>> Begin Provided data
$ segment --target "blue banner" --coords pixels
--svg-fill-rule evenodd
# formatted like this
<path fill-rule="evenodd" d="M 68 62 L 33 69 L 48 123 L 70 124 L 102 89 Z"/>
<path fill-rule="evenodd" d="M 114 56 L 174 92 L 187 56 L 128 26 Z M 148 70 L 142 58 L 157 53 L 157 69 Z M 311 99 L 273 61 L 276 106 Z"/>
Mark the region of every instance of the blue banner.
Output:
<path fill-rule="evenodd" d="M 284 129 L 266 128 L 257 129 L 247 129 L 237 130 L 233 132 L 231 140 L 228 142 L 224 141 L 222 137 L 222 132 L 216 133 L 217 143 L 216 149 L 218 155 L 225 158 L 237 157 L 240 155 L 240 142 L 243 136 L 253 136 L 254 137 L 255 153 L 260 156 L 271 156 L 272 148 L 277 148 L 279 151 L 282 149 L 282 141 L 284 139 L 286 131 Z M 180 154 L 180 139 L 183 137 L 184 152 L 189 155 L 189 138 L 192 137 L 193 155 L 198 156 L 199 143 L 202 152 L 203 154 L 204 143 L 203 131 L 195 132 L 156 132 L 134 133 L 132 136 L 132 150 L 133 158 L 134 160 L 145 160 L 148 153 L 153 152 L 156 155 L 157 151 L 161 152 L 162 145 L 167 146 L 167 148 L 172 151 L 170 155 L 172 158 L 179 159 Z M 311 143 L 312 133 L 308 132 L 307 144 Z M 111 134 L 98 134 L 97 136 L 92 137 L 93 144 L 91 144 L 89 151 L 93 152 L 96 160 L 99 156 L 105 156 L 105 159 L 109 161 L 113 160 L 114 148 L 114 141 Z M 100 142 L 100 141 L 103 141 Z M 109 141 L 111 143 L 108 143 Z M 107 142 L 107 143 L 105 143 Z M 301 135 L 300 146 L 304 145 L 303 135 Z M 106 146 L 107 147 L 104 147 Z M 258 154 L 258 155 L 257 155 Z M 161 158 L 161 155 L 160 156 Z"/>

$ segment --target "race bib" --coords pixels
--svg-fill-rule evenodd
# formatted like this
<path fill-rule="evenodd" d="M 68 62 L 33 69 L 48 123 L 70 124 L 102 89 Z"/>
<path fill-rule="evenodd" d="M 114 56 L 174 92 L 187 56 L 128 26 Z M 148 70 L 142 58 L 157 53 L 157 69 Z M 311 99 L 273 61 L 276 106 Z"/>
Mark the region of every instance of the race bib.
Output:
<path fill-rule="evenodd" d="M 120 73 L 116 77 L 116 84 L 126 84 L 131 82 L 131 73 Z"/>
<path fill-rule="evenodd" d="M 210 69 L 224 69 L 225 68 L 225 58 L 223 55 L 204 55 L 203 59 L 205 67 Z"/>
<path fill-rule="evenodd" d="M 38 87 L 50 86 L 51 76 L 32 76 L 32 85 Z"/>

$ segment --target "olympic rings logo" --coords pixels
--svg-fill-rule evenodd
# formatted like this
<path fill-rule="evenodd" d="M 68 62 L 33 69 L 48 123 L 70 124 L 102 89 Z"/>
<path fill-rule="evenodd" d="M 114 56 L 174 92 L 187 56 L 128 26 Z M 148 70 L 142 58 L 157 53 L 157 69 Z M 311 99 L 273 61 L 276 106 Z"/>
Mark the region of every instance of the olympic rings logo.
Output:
>> End Provided data
**Exercise description**
Collect every line of the records that contains the string "segment", matching case exactly.

**Task solution**
$ segment --target "blue banner" --coords pixels
$ segment --target "race bib" --coords pixels
$ segment --target "olympic rings logo" --coords pixels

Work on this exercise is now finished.